[What you are asked to do] Copy out the entire listing below, guidelines included, adding 63 to each number in every keypoint coordinate pair. Omit the pictures from your answer.

[Data to use]
==========

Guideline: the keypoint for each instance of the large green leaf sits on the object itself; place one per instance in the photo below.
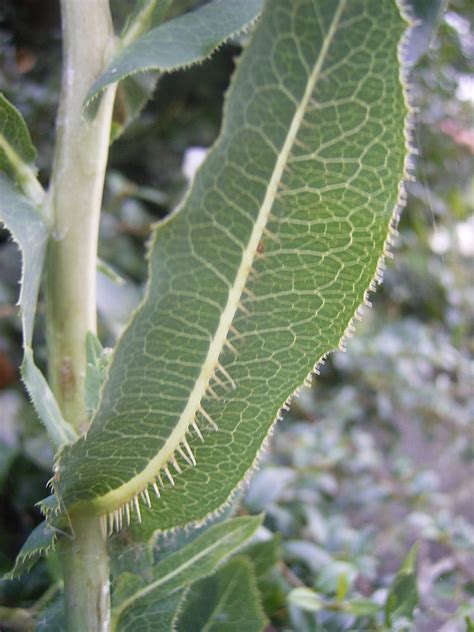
(260, 273)
(134, 596)
(226, 602)
(181, 42)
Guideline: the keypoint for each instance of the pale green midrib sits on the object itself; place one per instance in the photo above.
(176, 571)
(117, 497)
(26, 176)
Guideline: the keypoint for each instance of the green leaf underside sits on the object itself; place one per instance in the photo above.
(179, 43)
(226, 602)
(39, 542)
(148, 13)
(272, 251)
(14, 136)
(30, 232)
(153, 615)
(194, 561)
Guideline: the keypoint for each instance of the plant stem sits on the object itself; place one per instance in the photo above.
(74, 201)
(85, 568)
(74, 204)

==========

[Final result]
Guideline: the keypoint for each instance of the large green leaf sits on the object itself; place one per instance in the photo below.
(323, 336)
(197, 659)
(289, 665)
(244, 105)
Guideline: the keypoint for each instance of the pale green midrib sits on the object itself; place one per instance in the photo above.
(239, 634)
(180, 560)
(89, 239)
Guideline: the keypoint for each instance of the green leaf underside sits on the object itself; place one per instance in the photo above.
(242, 106)
(289, 665)
(102, 605)
(211, 76)
(335, 314)
(77, 199)
(93, 295)
(216, 678)
(257, 624)
Guideline: the keypoint for each instance of the plant stem sits on the object itself; place one per instance in the photo above.
(137, 264)
(148, 631)
(137, 267)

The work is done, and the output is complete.